-- START --

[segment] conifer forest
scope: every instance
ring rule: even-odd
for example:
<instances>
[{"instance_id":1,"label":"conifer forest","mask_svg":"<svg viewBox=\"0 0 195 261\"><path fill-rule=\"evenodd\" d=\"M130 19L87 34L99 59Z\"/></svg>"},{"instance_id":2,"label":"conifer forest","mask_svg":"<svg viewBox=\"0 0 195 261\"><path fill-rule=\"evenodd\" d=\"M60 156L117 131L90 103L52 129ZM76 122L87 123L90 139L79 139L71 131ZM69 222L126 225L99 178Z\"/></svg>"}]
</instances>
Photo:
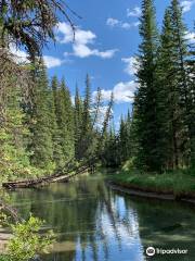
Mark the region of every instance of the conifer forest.
<instances>
[{"instance_id":1,"label":"conifer forest","mask_svg":"<svg viewBox=\"0 0 195 261\"><path fill-rule=\"evenodd\" d=\"M103 63L119 53L88 48L96 36L78 24L94 21L84 17L88 4L74 2L0 0L0 260L142 261L156 251L156 261L193 261L195 20L188 40L184 13L195 14L194 1L165 1L160 23L159 0L128 9L139 21L136 87L118 120L115 88L105 99L91 67L82 83L74 71L74 86L68 71L50 73L44 50L60 48L63 23L75 53L84 48L83 58Z\"/></svg>"}]
</instances>

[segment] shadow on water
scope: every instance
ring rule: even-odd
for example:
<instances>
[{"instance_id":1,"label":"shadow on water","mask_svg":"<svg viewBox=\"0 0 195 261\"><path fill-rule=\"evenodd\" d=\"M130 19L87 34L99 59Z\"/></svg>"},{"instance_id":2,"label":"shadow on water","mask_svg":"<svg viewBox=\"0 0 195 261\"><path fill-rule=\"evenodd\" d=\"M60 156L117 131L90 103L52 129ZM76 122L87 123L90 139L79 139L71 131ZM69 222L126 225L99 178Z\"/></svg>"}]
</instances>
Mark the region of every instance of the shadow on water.
<instances>
[{"instance_id":1,"label":"shadow on water","mask_svg":"<svg viewBox=\"0 0 195 261\"><path fill-rule=\"evenodd\" d=\"M195 208L112 190L101 174L11 192L23 217L34 213L57 243L44 261L195 260ZM188 254L145 256L148 246Z\"/></svg>"}]
</instances>

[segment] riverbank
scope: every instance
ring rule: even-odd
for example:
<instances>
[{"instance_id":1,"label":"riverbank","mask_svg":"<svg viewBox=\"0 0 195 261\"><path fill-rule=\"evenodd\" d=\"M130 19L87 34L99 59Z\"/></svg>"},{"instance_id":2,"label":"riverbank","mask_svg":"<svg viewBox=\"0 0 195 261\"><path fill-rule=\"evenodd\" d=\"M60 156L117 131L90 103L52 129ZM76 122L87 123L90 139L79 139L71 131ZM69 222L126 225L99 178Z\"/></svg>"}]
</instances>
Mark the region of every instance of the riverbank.
<instances>
[{"instance_id":1,"label":"riverbank","mask_svg":"<svg viewBox=\"0 0 195 261\"><path fill-rule=\"evenodd\" d=\"M123 189L131 195L195 203L195 174L193 173L178 171L150 174L131 170L117 172L109 181L114 189Z\"/></svg>"}]
</instances>

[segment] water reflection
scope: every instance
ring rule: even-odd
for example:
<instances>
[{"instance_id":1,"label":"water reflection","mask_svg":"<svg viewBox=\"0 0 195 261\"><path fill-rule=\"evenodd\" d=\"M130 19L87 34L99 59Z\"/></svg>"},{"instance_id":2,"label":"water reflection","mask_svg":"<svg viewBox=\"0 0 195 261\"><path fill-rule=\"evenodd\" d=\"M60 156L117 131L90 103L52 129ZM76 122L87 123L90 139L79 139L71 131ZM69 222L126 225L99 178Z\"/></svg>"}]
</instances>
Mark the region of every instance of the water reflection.
<instances>
[{"instance_id":1,"label":"water reflection","mask_svg":"<svg viewBox=\"0 0 195 261\"><path fill-rule=\"evenodd\" d=\"M190 250L153 260L195 260L195 211L188 206L116 192L101 175L11 196L24 217L31 212L57 234L44 261L142 261L148 246Z\"/></svg>"}]
</instances>

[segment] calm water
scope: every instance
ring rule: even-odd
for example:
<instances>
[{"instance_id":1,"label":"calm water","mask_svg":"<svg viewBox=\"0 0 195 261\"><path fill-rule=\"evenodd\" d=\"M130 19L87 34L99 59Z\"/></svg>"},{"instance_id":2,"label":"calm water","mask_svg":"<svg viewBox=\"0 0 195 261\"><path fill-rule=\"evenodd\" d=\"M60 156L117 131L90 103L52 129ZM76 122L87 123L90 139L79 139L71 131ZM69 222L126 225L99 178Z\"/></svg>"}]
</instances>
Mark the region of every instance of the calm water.
<instances>
[{"instance_id":1,"label":"calm water","mask_svg":"<svg viewBox=\"0 0 195 261\"><path fill-rule=\"evenodd\" d=\"M57 234L44 261L195 260L195 207L117 192L101 174L11 197L24 217L31 212ZM148 246L188 254L147 258Z\"/></svg>"}]
</instances>

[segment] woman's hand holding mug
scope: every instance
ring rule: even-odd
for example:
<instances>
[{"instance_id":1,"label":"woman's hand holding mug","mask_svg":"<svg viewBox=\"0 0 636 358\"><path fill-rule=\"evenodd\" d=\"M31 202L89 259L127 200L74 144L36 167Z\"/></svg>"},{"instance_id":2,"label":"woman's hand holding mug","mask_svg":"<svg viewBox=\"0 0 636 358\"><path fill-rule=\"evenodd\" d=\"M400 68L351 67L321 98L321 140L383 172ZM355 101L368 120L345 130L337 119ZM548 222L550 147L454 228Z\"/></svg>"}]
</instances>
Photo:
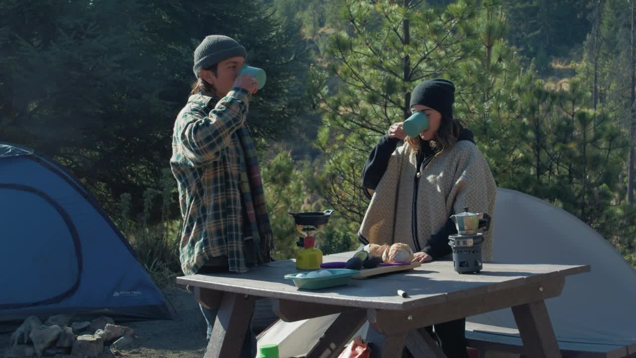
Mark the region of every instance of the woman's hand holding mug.
<instances>
[{"instance_id":1,"label":"woman's hand holding mug","mask_svg":"<svg viewBox=\"0 0 636 358\"><path fill-rule=\"evenodd\" d=\"M389 131L387 131L389 138L404 140L404 138L406 137L406 133L404 132L404 129L402 128L403 123L404 122L398 122L398 123L394 123L389 127Z\"/></svg>"}]
</instances>

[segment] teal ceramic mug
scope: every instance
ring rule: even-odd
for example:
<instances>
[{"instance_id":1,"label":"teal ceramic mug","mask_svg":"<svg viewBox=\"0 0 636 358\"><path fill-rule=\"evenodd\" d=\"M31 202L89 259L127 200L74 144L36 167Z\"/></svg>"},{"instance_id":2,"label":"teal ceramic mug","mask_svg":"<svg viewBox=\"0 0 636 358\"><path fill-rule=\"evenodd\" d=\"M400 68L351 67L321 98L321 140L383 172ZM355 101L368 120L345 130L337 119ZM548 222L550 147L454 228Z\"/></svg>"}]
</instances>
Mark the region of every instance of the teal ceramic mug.
<instances>
[{"instance_id":1,"label":"teal ceramic mug","mask_svg":"<svg viewBox=\"0 0 636 358\"><path fill-rule=\"evenodd\" d=\"M265 70L247 65L244 66L240 69L240 71L238 71L238 75L240 76L241 75L247 75L256 77L256 81L258 82L258 89L262 89L265 85L265 81L267 80L267 76L265 75Z\"/></svg>"},{"instance_id":2,"label":"teal ceramic mug","mask_svg":"<svg viewBox=\"0 0 636 358\"><path fill-rule=\"evenodd\" d=\"M407 136L417 137L423 131L428 129L429 125L429 117L424 112L418 111L404 121L402 128Z\"/></svg>"}]
</instances>

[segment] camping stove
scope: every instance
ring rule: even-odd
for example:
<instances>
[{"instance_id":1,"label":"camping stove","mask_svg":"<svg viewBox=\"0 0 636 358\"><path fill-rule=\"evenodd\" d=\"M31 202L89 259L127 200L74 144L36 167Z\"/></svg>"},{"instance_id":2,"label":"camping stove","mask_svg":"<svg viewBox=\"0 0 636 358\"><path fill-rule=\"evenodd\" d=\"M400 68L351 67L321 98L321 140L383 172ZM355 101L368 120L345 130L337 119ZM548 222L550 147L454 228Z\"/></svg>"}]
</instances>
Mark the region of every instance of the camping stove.
<instances>
[{"instance_id":1,"label":"camping stove","mask_svg":"<svg viewBox=\"0 0 636 358\"><path fill-rule=\"evenodd\" d=\"M483 234L477 230L487 231L490 217L487 213L471 213L468 207L464 212L450 217L457 233L448 236L448 245L453 249L453 269L459 273L479 273L481 270L481 244Z\"/></svg>"},{"instance_id":2,"label":"camping stove","mask_svg":"<svg viewBox=\"0 0 636 358\"><path fill-rule=\"evenodd\" d=\"M455 234L448 236L453 249L453 269L459 273L479 273L481 270L481 243L483 234Z\"/></svg>"},{"instance_id":3,"label":"camping stove","mask_svg":"<svg viewBox=\"0 0 636 358\"><path fill-rule=\"evenodd\" d=\"M294 217L296 229L300 237L296 245L301 248L296 251L296 267L299 269L318 269L322 263L322 252L315 247L314 235L322 230L333 210L305 213L289 213Z\"/></svg>"}]
</instances>

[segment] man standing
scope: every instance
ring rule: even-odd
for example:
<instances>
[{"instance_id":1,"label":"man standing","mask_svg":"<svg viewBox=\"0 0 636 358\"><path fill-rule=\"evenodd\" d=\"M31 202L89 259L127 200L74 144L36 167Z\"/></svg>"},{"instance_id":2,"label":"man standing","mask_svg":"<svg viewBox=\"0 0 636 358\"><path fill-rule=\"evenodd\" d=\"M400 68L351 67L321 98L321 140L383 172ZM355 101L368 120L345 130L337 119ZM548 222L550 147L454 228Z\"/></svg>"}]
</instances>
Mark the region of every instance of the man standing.
<instances>
[{"instance_id":1,"label":"man standing","mask_svg":"<svg viewBox=\"0 0 636 358\"><path fill-rule=\"evenodd\" d=\"M183 226L179 259L186 275L244 273L270 261L272 228L254 141L246 122L256 79L238 75L245 48L221 35L194 53L197 80L174 124L170 164ZM201 310L209 340L218 309ZM242 357L256 355L248 329Z\"/></svg>"}]
</instances>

-- END --

- Written instruction -
Copy the items verbatim, beginning at the line that contains "[segment] man standing" and continuing through the end of the items.

- Full solution -
[segment] man standing
scope: every instance
ring rule: even-odd
for example:
<instances>
[{"instance_id":1,"label":"man standing","mask_svg":"<svg viewBox=\"0 0 636 358\"><path fill-rule=\"evenodd\" d=\"M31 202L89 259L127 200L74 144L36 167Z\"/></svg>"},{"instance_id":2,"label":"man standing","mask_svg":"<svg viewBox=\"0 0 636 358\"><path fill-rule=\"evenodd\" d=\"M400 68L351 67L321 98L321 140L383 172ZM355 101L368 120L345 130L337 119ZM548 222L550 147L454 228Z\"/></svg>"}]
</instances>
Mark the region of every instance of the man standing.
<instances>
[{"instance_id":1,"label":"man standing","mask_svg":"<svg viewBox=\"0 0 636 358\"><path fill-rule=\"evenodd\" d=\"M183 226L179 259L186 275L244 273L270 261L272 228L254 141L246 122L256 79L238 75L245 48L221 35L194 53L197 80L174 124L170 164ZM201 310L209 340L218 309ZM242 357L256 355L248 329Z\"/></svg>"}]
</instances>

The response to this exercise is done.